Start of Block
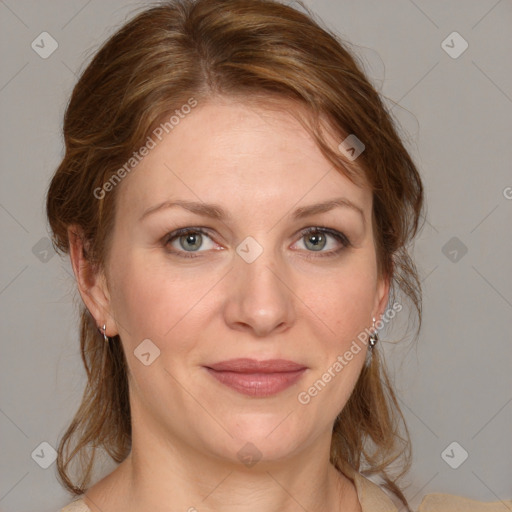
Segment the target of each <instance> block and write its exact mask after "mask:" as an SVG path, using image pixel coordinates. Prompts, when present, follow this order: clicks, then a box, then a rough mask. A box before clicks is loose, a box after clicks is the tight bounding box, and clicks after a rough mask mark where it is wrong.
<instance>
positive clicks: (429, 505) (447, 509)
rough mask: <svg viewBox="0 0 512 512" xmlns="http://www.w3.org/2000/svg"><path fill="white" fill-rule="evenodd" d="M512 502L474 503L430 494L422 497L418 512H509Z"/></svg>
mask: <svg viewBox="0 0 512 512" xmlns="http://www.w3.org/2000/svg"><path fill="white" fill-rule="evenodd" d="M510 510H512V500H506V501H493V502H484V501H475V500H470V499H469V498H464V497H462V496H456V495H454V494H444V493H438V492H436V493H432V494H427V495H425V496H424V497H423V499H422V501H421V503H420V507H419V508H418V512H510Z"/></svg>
End of Block
Start of Block
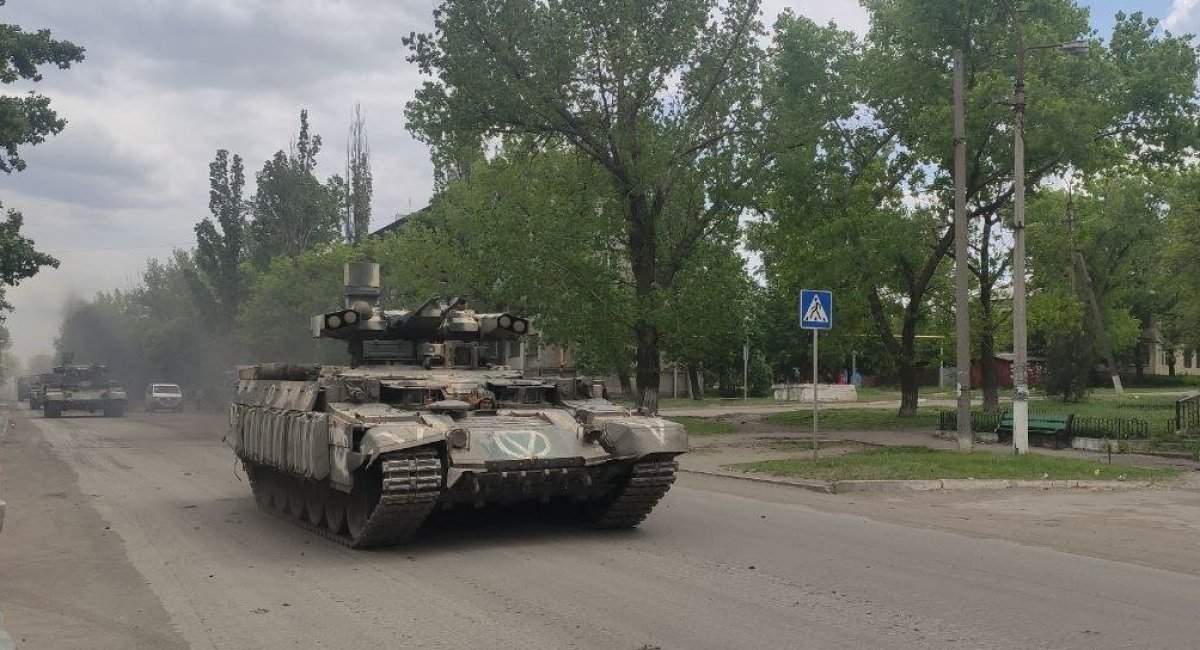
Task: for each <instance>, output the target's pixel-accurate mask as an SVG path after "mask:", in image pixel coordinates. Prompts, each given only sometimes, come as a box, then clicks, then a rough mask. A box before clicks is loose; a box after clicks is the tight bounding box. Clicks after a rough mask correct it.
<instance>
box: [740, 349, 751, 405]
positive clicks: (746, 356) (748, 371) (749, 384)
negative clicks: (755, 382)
End of Block
Would you please repeat exactly the lines above, starting at the line with "positive clicks: (746, 356)" and stopping at the line with "negative clicks: (755, 382)", both included?

positive clicks: (746, 356) (748, 371) (749, 384)
negative clicks: (755, 382)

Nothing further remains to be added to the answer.